PROBLEM DESCRIPTION:
Change "water droplet" to "raindrop" in the lines starting at the one containing "Pick out every instance of the wet" and ending at the one containing "(1182, 314)". Give those lines again with nothing else altered.

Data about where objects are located
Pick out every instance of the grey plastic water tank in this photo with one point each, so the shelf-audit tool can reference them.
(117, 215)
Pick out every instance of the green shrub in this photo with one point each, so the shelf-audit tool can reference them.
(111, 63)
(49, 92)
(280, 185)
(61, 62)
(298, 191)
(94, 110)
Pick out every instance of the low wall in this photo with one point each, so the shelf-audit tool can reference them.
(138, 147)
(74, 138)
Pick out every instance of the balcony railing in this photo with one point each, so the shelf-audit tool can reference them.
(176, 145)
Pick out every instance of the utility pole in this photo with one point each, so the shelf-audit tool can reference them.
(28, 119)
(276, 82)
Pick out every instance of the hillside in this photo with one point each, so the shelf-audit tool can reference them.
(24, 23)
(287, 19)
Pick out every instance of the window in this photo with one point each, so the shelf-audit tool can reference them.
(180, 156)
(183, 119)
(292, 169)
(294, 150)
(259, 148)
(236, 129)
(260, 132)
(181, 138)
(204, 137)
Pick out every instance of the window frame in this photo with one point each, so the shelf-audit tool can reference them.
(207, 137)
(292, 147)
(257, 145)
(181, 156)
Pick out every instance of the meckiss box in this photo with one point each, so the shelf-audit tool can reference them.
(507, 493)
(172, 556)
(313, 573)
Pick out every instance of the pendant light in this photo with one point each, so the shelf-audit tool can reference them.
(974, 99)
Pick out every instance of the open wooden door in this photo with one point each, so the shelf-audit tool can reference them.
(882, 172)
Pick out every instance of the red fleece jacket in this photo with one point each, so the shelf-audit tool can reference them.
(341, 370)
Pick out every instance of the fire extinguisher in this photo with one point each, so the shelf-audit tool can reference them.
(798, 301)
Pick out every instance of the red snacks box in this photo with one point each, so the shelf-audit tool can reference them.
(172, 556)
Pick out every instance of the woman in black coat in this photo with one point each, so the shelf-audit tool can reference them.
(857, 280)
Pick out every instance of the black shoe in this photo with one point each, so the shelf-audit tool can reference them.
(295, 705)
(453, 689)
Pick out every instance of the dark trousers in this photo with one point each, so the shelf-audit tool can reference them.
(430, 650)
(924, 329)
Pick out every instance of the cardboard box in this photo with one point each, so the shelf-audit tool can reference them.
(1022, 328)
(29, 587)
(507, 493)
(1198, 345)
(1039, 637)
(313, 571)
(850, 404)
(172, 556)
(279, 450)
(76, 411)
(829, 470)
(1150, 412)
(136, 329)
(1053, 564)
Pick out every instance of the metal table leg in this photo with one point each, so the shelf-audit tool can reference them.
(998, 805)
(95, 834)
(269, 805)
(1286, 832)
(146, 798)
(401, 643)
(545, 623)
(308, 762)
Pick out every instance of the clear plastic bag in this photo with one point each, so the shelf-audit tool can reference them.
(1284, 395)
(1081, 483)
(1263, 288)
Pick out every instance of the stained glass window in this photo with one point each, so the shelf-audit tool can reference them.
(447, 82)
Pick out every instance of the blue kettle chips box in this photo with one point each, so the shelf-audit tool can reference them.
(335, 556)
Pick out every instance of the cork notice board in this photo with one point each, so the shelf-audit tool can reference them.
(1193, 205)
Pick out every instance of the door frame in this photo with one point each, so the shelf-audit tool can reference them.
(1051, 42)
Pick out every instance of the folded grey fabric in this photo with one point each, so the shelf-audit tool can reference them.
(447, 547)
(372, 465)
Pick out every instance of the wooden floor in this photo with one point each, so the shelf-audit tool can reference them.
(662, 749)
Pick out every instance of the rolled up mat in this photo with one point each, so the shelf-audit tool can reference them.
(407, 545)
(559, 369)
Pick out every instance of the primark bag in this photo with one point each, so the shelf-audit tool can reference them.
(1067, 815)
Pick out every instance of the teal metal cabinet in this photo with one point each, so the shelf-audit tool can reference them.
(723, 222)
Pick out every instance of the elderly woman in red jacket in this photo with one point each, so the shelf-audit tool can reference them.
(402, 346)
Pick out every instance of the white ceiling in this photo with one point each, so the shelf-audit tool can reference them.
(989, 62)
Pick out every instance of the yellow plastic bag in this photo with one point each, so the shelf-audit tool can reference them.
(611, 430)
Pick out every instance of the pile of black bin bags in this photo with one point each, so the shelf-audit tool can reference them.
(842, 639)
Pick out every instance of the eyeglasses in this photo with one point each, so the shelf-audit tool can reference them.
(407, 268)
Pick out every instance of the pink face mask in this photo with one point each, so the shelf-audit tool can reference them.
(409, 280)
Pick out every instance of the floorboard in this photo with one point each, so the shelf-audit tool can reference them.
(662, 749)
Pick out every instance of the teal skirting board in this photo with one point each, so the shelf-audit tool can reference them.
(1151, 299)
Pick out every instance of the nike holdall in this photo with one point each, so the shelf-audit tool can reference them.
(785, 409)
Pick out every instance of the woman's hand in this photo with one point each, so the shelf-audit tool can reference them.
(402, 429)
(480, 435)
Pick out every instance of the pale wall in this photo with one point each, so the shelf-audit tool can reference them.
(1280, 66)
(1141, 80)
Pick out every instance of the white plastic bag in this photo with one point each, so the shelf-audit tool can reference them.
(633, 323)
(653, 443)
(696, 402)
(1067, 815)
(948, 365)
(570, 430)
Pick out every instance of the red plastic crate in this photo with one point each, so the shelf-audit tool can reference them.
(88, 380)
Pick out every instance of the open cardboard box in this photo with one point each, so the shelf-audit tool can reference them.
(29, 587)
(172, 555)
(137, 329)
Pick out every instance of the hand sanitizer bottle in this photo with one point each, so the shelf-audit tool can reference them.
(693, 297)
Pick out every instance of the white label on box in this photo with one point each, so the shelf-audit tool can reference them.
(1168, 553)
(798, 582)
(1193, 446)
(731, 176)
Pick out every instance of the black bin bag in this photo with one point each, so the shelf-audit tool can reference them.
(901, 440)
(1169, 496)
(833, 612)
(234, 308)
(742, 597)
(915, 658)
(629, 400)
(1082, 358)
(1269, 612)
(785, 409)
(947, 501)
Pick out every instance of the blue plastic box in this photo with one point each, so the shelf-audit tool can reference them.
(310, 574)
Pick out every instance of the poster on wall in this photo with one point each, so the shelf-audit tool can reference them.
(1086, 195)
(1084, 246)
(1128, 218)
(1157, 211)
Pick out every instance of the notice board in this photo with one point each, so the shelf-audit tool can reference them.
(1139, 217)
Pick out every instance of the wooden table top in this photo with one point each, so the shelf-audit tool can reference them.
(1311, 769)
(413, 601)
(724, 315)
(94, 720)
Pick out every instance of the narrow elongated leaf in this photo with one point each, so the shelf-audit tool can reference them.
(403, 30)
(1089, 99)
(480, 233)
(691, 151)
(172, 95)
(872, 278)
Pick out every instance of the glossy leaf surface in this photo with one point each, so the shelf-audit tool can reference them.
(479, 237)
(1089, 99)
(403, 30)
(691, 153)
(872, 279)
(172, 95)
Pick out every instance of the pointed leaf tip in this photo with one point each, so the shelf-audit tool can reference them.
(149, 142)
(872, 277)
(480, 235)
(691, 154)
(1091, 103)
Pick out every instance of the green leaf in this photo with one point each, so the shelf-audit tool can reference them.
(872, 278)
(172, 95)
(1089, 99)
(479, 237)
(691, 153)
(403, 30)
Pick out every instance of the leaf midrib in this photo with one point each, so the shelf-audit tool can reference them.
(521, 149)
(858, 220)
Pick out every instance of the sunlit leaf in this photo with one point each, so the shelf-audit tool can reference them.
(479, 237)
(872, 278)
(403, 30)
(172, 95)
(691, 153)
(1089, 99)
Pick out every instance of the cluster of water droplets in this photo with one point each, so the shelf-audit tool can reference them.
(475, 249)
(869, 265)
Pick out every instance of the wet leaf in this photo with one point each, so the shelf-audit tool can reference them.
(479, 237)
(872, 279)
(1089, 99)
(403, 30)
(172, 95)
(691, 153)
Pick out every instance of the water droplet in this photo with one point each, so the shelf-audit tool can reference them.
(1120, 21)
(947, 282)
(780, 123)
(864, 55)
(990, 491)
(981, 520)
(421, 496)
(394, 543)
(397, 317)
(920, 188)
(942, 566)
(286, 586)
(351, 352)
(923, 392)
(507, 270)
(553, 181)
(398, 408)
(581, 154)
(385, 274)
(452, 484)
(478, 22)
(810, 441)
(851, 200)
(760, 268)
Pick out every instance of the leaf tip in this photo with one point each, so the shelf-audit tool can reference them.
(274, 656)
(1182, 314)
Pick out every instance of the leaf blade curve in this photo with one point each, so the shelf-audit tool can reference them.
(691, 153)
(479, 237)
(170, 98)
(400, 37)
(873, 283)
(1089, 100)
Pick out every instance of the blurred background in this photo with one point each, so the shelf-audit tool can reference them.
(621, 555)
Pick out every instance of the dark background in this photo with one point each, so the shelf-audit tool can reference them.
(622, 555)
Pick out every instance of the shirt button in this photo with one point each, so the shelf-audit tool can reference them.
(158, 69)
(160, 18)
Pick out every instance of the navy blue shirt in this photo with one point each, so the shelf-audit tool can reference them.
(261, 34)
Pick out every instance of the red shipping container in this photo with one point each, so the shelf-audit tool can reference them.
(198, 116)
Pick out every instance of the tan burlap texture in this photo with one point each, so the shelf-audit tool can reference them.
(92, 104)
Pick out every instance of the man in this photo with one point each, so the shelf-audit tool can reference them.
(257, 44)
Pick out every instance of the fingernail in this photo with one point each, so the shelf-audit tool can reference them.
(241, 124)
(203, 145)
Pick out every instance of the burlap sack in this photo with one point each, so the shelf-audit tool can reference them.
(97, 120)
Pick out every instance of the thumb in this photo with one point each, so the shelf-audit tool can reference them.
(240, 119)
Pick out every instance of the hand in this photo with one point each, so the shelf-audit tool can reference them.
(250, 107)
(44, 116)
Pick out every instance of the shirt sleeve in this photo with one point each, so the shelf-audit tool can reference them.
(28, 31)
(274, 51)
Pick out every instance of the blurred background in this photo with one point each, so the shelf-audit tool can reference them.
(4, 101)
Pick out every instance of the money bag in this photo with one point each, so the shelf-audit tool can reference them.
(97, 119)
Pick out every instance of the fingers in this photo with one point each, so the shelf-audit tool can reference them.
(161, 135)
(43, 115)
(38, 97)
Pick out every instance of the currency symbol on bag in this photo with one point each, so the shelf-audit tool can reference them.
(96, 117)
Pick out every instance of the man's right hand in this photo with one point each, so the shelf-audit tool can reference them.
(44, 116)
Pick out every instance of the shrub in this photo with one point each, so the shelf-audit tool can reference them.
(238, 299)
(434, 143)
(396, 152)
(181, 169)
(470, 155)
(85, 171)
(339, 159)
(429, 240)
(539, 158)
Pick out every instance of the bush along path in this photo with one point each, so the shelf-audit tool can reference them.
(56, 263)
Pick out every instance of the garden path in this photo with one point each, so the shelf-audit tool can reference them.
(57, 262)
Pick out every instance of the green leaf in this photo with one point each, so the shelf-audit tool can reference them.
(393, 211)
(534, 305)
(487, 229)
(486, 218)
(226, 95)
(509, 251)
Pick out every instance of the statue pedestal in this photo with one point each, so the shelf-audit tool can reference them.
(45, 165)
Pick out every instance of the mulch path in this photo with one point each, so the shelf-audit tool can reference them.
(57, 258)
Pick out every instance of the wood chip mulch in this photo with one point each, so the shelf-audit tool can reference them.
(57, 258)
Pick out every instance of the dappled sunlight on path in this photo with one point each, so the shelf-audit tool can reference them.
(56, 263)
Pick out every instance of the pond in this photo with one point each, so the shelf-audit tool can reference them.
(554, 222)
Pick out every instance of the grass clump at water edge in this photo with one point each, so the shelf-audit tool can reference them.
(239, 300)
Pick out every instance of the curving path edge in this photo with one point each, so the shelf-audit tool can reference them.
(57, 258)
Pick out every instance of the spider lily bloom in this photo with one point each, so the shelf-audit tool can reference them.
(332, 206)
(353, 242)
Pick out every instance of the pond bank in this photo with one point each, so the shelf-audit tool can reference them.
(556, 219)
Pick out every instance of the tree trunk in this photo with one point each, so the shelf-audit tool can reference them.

RESULT OF THE EXERCISE:
Pick out every instance of the wet leaf in this photo with one point each, so the shelf-audit tool can reference them.
(479, 237)
(872, 279)
(1089, 99)
(403, 30)
(172, 95)
(691, 153)
Pick out every instance of the raindrop in this photo with one point each, so the shelf-audit tool can reference them.
(1120, 21)
(947, 282)
(780, 123)
(864, 55)
(990, 491)
(981, 520)
(421, 496)
(394, 543)
(397, 317)
(920, 188)
(942, 566)
(286, 586)
(351, 352)
(923, 392)
(507, 270)
(553, 181)
(398, 408)
(581, 154)
(385, 274)
(452, 484)
(478, 22)
(810, 441)
(851, 200)
(760, 268)
Pick out every instance of the leaf tip in this photo with one point each, so the shelf-audit tool can reference them.
(274, 656)
(1182, 314)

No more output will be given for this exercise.